Sadly, this is NOT an April Fools joke.
Sales for Marvel Comics were down in late 2016 and according to their Senior Vice President of Sales, Print & Marketing, David Gabriel, it appears to be due to the publisher’s focus on bringing more diversity to their line. He stated that sales took a nose-dive in October and November and states that this was an across-the-board drop for all comics, not just Marvel. And that Diamond Distributors reported huge returns on a lot of books.
“There was probably a little too much product going out at that time. We all got a good kick in the ass over that”
He also added:
“I don’t know if those customers with the tastes that had been around for three years really supporting nearly anything that we would try, anything that we would attempt, any of the new characters we brought up, either they weren’t shopping in that time period, or maybe… their tastes have changed.
“There was definitely a sort of nose-turning at the things that we had been doing successfully for the past three years, no longer viable. We saw that, and that’s what we had to react to.”

**Raw records:**
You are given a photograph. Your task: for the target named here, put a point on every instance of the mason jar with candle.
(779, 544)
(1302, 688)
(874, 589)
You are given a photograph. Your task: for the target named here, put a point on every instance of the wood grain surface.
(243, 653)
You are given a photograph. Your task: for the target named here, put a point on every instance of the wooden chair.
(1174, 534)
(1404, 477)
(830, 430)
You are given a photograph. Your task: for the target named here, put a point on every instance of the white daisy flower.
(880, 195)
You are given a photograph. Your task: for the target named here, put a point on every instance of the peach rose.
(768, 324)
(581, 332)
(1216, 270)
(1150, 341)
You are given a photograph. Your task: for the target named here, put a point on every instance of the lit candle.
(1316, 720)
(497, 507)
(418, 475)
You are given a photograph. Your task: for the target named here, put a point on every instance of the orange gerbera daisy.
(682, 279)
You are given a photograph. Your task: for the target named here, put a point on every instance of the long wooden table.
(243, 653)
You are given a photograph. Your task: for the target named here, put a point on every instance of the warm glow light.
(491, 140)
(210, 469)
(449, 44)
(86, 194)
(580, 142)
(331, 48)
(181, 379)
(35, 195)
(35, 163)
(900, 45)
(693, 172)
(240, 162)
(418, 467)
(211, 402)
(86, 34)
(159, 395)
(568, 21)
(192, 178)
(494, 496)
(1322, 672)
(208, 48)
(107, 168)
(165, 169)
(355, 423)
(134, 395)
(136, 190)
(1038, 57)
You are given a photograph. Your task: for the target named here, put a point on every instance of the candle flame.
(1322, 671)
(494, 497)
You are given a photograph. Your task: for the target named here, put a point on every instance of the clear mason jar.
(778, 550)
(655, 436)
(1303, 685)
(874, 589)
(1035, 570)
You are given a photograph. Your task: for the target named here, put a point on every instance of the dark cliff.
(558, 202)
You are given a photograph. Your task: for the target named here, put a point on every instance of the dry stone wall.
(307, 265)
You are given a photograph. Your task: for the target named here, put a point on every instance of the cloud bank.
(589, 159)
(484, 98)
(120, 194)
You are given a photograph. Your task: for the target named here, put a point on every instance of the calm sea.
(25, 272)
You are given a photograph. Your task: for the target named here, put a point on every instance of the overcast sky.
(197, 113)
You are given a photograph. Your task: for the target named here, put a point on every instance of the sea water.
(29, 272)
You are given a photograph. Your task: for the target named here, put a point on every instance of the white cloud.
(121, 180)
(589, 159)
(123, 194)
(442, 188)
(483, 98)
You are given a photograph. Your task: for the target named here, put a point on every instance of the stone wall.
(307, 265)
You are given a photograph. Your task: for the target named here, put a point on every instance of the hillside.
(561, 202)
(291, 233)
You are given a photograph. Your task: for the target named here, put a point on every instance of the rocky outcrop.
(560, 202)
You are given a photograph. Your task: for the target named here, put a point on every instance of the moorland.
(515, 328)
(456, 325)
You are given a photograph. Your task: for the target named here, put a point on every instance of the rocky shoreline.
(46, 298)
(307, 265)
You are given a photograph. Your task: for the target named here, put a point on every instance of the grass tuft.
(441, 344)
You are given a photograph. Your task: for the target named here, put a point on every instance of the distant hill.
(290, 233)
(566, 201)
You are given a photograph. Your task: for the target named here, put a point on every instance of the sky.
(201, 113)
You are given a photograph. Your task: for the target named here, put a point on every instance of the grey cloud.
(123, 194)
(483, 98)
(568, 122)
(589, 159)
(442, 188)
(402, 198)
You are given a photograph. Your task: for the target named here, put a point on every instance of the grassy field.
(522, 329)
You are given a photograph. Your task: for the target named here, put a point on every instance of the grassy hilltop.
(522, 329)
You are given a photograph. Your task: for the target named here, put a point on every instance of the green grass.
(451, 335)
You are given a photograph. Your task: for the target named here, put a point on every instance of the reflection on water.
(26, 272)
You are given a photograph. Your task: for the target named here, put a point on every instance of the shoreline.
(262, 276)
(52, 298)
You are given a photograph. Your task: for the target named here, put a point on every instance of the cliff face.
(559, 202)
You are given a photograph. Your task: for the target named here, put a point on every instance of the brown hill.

**Aim:** According to the Marvel Comics sales article, in which months did sales take a nose-dive?

**The completed task:** October and November (late 2016).